** Task directions **
Exactly as given, output all the records that follow.

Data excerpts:
**********
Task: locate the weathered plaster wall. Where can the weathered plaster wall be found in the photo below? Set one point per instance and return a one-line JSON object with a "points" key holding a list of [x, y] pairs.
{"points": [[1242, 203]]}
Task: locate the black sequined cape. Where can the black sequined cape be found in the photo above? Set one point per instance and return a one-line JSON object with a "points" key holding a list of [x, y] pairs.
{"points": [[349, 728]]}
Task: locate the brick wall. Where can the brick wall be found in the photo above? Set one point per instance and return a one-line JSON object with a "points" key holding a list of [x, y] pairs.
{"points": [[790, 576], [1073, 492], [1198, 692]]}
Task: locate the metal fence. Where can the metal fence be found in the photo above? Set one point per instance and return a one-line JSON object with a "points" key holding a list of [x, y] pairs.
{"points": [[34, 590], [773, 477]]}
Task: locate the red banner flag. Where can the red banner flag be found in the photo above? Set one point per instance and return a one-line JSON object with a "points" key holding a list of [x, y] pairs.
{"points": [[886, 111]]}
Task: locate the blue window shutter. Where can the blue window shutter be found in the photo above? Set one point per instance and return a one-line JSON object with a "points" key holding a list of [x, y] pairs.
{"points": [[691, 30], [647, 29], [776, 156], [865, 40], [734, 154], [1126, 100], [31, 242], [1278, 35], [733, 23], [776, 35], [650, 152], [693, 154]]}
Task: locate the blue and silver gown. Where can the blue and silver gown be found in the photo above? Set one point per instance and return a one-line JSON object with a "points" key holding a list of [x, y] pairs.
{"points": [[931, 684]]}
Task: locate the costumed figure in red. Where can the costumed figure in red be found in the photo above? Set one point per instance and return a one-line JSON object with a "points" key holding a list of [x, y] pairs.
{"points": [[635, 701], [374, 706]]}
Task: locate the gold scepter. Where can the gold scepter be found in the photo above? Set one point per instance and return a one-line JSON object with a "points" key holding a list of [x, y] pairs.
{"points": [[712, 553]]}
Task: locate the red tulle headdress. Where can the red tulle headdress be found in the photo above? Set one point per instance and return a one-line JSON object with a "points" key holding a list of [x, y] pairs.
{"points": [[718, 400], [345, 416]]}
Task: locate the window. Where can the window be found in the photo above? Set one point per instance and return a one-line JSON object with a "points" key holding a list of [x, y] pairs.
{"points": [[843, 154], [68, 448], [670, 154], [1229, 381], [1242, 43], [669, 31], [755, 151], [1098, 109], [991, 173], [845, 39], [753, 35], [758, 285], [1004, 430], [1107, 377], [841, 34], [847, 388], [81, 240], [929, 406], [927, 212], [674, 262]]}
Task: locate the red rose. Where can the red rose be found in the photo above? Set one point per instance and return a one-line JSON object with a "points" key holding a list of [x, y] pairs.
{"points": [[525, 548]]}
**********
** Answer for the task **
Task: locate the weathered plaster wall. Where can the weathered plaster wall be found in the photo below? Set one point per instance and return a one-line JSON object with a "points" key holding a list of [x, y] pairs.
{"points": [[1242, 203]]}
Task: locate the black sequined cape. Where can the black sequined cape be found in the photo above? Set one point per instance and return a one-line JSON object with a "points" key holding a list of [x, y] pairs.
{"points": [[349, 728]]}
Task: locate the brick wall. Where can the brick wall be found in the photo above? Set one point per instance and return a one-line JSON object with a "points" key holding a list of [x, y] pairs.
{"points": [[790, 576], [1073, 492], [1198, 692]]}
Task: locate the metal fence. Where can the metal fence be found in the photo above? Set one point per instance and return a one-line JSON object with a "points" key holding a list of [x, y] pairs.
{"points": [[34, 590], [773, 477]]}
Task: locate the red banner flag. Where can the red banner flag be found in the photo above? Set one point per instance and return a one-line JSON object with a "points" key holding a list of [x, y] pairs.
{"points": [[886, 111]]}
Task: locate the blue window shutter. Where can the blue window shutter be found in the photo above? Set one point per instance and return a one-line JSON object with a "points" key holding a list of [x, y] pairs.
{"points": [[691, 30], [647, 29], [776, 156], [865, 40], [734, 154], [1126, 100], [31, 242], [1278, 35], [733, 23], [776, 35], [650, 152], [693, 154]]}
Task: locate the blue and silver gown. Where can the blue and silver gown be found in the photo above? Set one point per instance and return a one-line JSON object with a "points" key holding a list of [x, y] pairs.
{"points": [[931, 684]]}
Task: locate the costumed figure in red. Where can the costumed figure in red be found in the photo above? Set one point per instance and return a one-line JSON object with a "points" key holding a list of [x, y] pairs.
{"points": [[635, 701], [374, 706]]}
Task: locate the gold scepter. Where can the gold scepter be found in the photo above? Set one point per instance and return a one-line JSON object with a "points" key holding a list of [x, y] pairs.
{"points": [[712, 553]]}
Task: locate the red tulle headdress. Where can the red tulle headdress be found in the photo above? Set one point per instance and return a one-line JSON object with a "points" key holding a list of [x, y] pairs.
{"points": [[718, 400], [345, 416]]}
Task: locate the window. Where can the window be found in the photo above? Set one point per instance and return a one-line JSON object with a "points" key holding a list of [x, y] pairs.
{"points": [[843, 154], [68, 448], [670, 154], [1229, 381], [1242, 43], [669, 31], [755, 151], [1098, 109], [991, 173], [845, 39], [753, 35], [758, 285], [1004, 430], [1107, 377], [841, 34], [847, 388], [81, 240], [929, 406], [927, 212], [674, 262]]}
Task: locate the red rose. Where can the red rose be found in the photo above? Set one point per instance and return a one-line JSON object with a "points" key holding a list of [x, y] pairs.
{"points": [[525, 548]]}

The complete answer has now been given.